■ **INSTRUCTIONS FOR THE TASK**: Pull out each line of the listing below in which the word "negative" appears, and reproduce those lines in full.

■ **DATA IN THIS EXERCISE**:
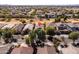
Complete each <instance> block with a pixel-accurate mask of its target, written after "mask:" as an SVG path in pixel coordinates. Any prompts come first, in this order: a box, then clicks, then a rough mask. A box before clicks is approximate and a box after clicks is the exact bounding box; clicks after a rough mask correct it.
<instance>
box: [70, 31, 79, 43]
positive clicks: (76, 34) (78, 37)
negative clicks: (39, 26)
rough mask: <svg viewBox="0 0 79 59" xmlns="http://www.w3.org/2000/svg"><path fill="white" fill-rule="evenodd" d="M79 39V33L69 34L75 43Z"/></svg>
mask: <svg viewBox="0 0 79 59" xmlns="http://www.w3.org/2000/svg"><path fill="white" fill-rule="evenodd" d="M78 38H79V32H71V33H70V34H69V39H72V40H73V42H74V41H75V40H76V39H78Z"/></svg>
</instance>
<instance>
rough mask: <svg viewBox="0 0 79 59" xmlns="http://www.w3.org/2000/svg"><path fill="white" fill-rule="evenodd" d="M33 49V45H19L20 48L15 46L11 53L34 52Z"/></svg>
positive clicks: (17, 53) (29, 53) (30, 52)
mask: <svg viewBox="0 0 79 59" xmlns="http://www.w3.org/2000/svg"><path fill="white" fill-rule="evenodd" d="M32 53H33V49H32V47H19V48H14V49H13V51H12V52H11V54H32Z"/></svg>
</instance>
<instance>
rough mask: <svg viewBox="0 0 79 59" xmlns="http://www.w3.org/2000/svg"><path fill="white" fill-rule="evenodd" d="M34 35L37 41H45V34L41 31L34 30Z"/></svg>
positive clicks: (43, 32) (40, 28)
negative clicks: (38, 40)
mask: <svg viewBox="0 0 79 59" xmlns="http://www.w3.org/2000/svg"><path fill="white" fill-rule="evenodd" d="M36 34H37V35H38V39H40V40H42V41H45V39H46V37H45V35H46V33H45V31H43V30H42V29H41V28H38V29H36Z"/></svg>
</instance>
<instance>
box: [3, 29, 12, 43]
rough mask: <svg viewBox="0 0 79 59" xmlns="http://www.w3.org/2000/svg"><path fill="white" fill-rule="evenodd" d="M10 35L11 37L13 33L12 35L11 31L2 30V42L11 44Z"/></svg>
mask: <svg viewBox="0 0 79 59" xmlns="http://www.w3.org/2000/svg"><path fill="white" fill-rule="evenodd" d="M12 35H13V33H12V30H11V29H9V28H6V29H4V30H3V32H2V37H3V39H4V41H5V43H9V42H12V40H11V38H12Z"/></svg>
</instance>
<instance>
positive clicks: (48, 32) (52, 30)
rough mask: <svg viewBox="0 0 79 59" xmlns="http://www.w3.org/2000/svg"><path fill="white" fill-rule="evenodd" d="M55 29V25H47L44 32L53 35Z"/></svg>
mask: <svg viewBox="0 0 79 59" xmlns="http://www.w3.org/2000/svg"><path fill="white" fill-rule="evenodd" d="M55 30H56V27H51V26H49V27H47V28H46V33H47V35H51V36H53V35H55Z"/></svg>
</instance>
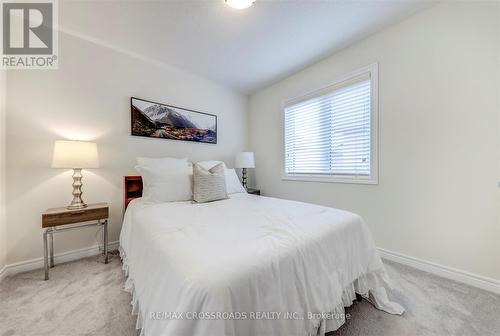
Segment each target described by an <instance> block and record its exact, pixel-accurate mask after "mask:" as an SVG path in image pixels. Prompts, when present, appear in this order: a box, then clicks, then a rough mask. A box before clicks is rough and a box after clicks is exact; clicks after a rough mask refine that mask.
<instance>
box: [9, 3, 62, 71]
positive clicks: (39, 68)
mask: <svg viewBox="0 0 500 336" xmlns="http://www.w3.org/2000/svg"><path fill="white" fill-rule="evenodd" d="M0 17H1V18H2V25H1V28H2V34H1V38H2V42H1V46H2V62H1V64H0V68H3V69H57V67H58V34H57V1H56V0H34V1H30V0H28V1H22V0H20V1H13V0H1V14H0Z"/></svg>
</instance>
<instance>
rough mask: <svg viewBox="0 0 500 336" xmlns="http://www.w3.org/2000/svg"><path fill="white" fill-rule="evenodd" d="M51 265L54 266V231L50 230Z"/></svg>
mask: <svg viewBox="0 0 500 336" xmlns="http://www.w3.org/2000/svg"><path fill="white" fill-rule="evenodd" d="M49 250H50V259H49V260H50V267H54V232H53V230H50V248H49Z"/></svg>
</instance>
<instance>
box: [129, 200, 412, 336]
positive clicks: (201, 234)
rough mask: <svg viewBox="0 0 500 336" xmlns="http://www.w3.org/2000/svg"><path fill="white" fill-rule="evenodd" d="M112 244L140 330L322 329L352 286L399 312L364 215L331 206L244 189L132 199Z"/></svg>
mask: <svg viewBox="0 0 500 336" xmlns="http://www.w3.org/2000/svg"><path fill="white" fill-rule="evenodd" d="M120 251H121V254H122V258H123V262H124V269H125V270H126V272H127V275H128V279H127V283H126V289H127V290H129V291H130V292H132V294H133V301H132V304H133V312H134V313H136V314H138V322H137V327H138V328H142V335H154V336H160V335H166V336H224V335H227V336H229V335H231V336H267V335H269V336H271V335H273V336H275V335H276V336H280V335H283V336H285V335H286V336H294V335H297V336H305V335H323V334H324V333H325V332H327V331H331V330H335V329H337V328H338V327H340V325H342V323H344V316H343V312H344V310H343V307H344V306H349V305H350V304H351V303H352V301H353V300H354V299H355V294H354V292H358V293H361V294H363V296H365V297H366V298H368V299H369V300H370V301H371V302H372V303H373V304H374V305H375V306H377V307H378V308H380V309H382V310H385V311H387V312H389V313H394V314H401V313H402V312H403V308H402V307H401V306H400V305H398V304H397V303H394V302H391V301H389V299H388V298H387V296H386V292H385V288H384V287H386V286H387V281H386V276H385V272H384V268H383V265H382V262H381V260H380V257H379V255H378V253H377V250H376V249H375V245H374V243H373V241H372V238H371V236H370V233H369V231H368V230H367V228H366V226H365V224H364V223H363V220H362V219H361V217H360V216H358V215H355V214H352V213H349V212H346V211H341V210H337V209H332V208H327V207H322V206H317V205H312V204H306V203H301V202H293V201H287V200H281V199H276V198H269V197H262V196H254V195H247V194H233V195H231V198H230V199H228V200H223V201H217V202H212V203H205V204H191V203H190V202H172V203H161V204H147V203H145V202H143V201H142V200H140V199H139V200H135V201H133V202H132V203H131V204H130V205H129V207H128V209H127V211H126V213H125V218H124V223H123V227H122V231H121V236H120ZM327 313H330V314H327Z"/></svg>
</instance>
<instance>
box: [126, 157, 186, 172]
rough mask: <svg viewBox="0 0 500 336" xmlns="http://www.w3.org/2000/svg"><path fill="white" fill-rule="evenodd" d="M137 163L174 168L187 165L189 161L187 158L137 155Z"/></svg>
mask: <svg viewBox="0 0 500 336" xmlns="http://www.w3.org/2000/svg"><path fill="white" fill-rule="evenodd" d="M136 161H137V165H138V166H140V167H157V168H165V169H174V168H184V167H189V166H190V165H189V162H188V160H187V158H183V159H177V158H170V157H165V158H146V157H138V158H136Z"/></svg>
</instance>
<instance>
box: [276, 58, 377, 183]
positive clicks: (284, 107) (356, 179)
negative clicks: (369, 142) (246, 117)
mask: <svg viewBox="0 0 500 336" xmlns="http://www.w3.org/2000/svg"><path fill="white" fill-rule="evenodd" d="M366 73H369V74H370V82H371V83H370V85H371V109H372V110H371V119H370V155H371V156H370V159H371V161H370V175H354V174H336V175H328V176H319V175H315V174H311V175H306V174H302V175H301V176H294V175H287V174H286V170H285V107H286V106H287V105H288V103H289V102H291V101H297V100H300V99H304V100H305V99H307V97H309V96H312V95H314V94H315V93H317V92H319V91H323V90H327V89H328V88H330V87H332V88H333V87H334V86H338V85H339V84H341V83H343V82H345V81H348V80H350V79H353V78H356V77H359V76H362V75H364V74H366ZM281 128H282V132H281V144H282V146H281V151H282V153H281V179H282V180H289V181H309V182H334V183H358V184H378V175H379V139H378V133H379V123H378V63H373V64H370V65H368V66H366V67H363V68H360V69H357V70H355V71H352V72H350V73H349V74H346V75H344V76H341V77H338V78H336V79H335V81H334V82H332V83H329V84H328V85H326V86H323V87H321V88H319V89H315V90H313V91H310V92H307V93H305V94H302V95H300V96H297V97H293V98H290V99H286V100H285V101H283V102H282V106H281Z"/></svg>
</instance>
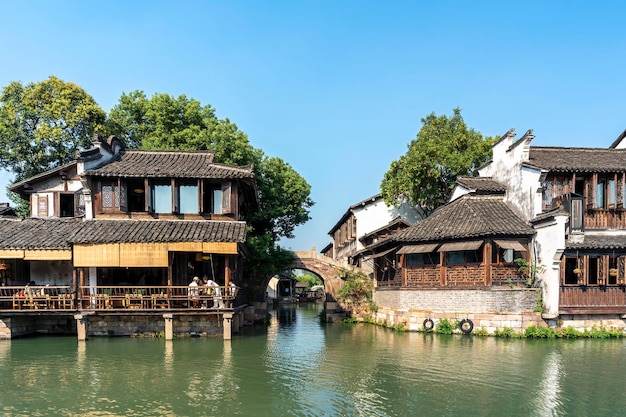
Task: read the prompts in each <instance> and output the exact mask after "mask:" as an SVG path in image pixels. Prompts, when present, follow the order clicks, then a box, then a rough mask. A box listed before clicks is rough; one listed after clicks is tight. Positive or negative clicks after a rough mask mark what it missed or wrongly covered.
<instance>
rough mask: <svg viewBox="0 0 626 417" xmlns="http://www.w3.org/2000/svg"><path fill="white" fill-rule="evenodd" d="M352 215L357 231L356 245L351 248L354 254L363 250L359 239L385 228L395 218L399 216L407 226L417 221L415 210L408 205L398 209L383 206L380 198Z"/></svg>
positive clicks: (397, 208) (362, 207)
mask: <svg viewBox="0 0 626 417" xmlns="http://www.w3.org/2000/svg"><path fill="white" fill-rule="evenodd" d="M353 213H354V217H355V218H356V230H357V243H356V247H354V248H353V249H354V251H355V252H356V251H360V250H362V249H363V248H364V247H363V245H362V244H361V242H360V241H359V238H361V237H362V236H363V235H366V234H368V233H370V232H372V231H374V230H377V229H380V228H381V227H384V226H386V225H387V224H389V222H391V221H392V220H393V219H395V218H396V217H398V216H400V217H401V218H402V219H403V220H404V221H406V222H407V223H409V224H415V223H417V221H418V220H419V216H418V214H417V212H416V211H415V209H413V208H411V207H410V206H409V205H408V204H402V205H401V206H400V207H399V208H395V207H393V206H388V205H387V204H385V202H384V201H383V199H382V198H381V199H378V200H376V201H375V202H373V203H371V204H368V205H366V206H363V207H357V208H355V209H354V210H353ZM353 253H354V252H353Z"/></svg>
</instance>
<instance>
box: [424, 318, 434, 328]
mask: <svg viewBox="0 0 626 417" xmlns="http://www.w3.org/2000/svg"><path fill="white" fill-rule="evenodd" d="M423 325H424V328H425V329H426V330H432V329H434V328H435V322H433V321H432V320H431V319H426V320H424V323H423Z"/></svg>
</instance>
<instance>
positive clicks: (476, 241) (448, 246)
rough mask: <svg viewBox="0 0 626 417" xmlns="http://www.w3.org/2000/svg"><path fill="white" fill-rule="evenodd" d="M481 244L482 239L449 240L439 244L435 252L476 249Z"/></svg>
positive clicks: (446, 251)
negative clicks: (458, 240)
mask: <svg viewBox="0 0 626 417" xmlns="http://www.w3.org/2000/svg"><path fill="white" fill-rule="evenodd" d="M482 244H483V241H482V240H471V241H469V242H450V243H444V244H443V245H441V247H440V248H439V250H437V252H453V251H457V250H476V249H478V248H480V245H482Z"/></svg>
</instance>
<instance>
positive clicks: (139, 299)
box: [126, 294, 144, 308]
mask: <svg viewBox="0 0 626 417" xmlns="http://www.w3.org/2000/svg"><path fill="white" fill-rule="evenodd" d="M126 308H144V306H143V295H141V294H126Z"/></svg>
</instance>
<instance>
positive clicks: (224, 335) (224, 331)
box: [224, 313, 233, 340]
mask: <svg viewBox="0 0 626 417" xmlns="http://www.w3.org/2000/svg"><path fill="white" fill-rule="evenodd" d="M232 325H233V313H224V340H230V339H232V337H233V331H232Z"/></svg>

■ **RESULT**:
negative clicks: (39, 26)
negative clicks: (38, 40)
negative clicks: (369, 142) (246, 117)
Task: read the prompts in each <instance> and output the exact mask after "mask:" as an SVG path in image pixels. Prompts, when present, follow the order clicks, then a box, then a rough mask. A box listed before clicks is rough; one listed after clicks is tight. Positive or negative clicks after a rough mask mark what it missed or wrongly covered.
negative clicks: (458, 240)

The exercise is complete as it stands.